Objective
Write a continuation of the bug report about GitHub GraphQL queries failing with 502 errors, starting after its last log line.

Selected extract
-*-

[GitHub] GraphQL query to GitHub API regularly fails with 502 Bad Gateway error
GraphQL query to GitHub API regularly fails with 502 Bad Gateway error
Expected behavior
Cartography should fetch data from GitHub in a more efficient way.
Actual behavior
Fetching data from GitHub is slow. Requests to GitHub API regularly failed with 502 error, causing additional requests, timeouts, sleeps.
To Reproduce
Have GitHub organization with Go, or PHP applications (with go.mod and composer.lock files)
Logs
INFO:cartography.intel.github.repos:Syncing GitHub repos
WARNING:cartography.intel.github.util:GitHub: Received 502 response. Reducing page size to 25 and retrying.
WARNING:cartography.intel.github.util:GitHub: Received 502 response. Reducing page size to 12 and retrying.

-*-

Material
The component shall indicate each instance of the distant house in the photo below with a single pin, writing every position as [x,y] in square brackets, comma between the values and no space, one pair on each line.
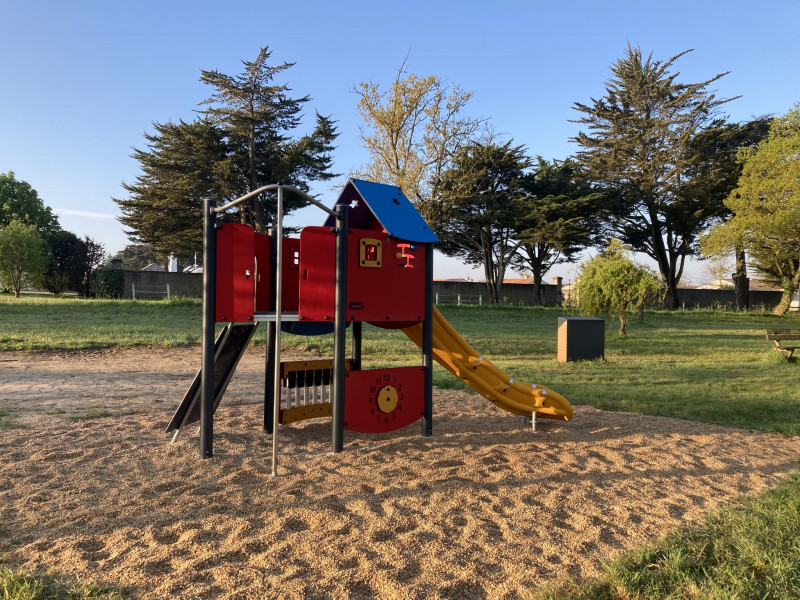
[727,284]
[154,267]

-*-

Final result
WARNING:cartography.intel.github.util:GitHub: Received 502 response. Reducing page size to 6 and retrying.
WARNING:cartography.intel.github.util:GitHub: Received 502 response. Reducing page size to 3 and retrying.
WARNING:cartography.intel.github.util:GitHub: Received 502 response. Reducing page size to 1 and retrying.
ERROR:cartography.intel.github.util:GitHub: Could not retrieve page of resource `repositories` due to HTTP error after 5 retries. Raising exception.
NoneType: None
ERROR:cartography.sync:Unhandled exception during sync stage 'github'
Traceback (most recent call last):
File "/var/cartography/.local/share/uv/tools/cartography/lib/python3.10/site-packages/cartography/sync.py", line 152, in run
stage_func(neo4j_session, config)
File "/var/cartography/.local/share/uv/tools/cartography/lib/python3.10/site-packages/cartography/util.py", line 225, in timed
return method(*args, **kwargs)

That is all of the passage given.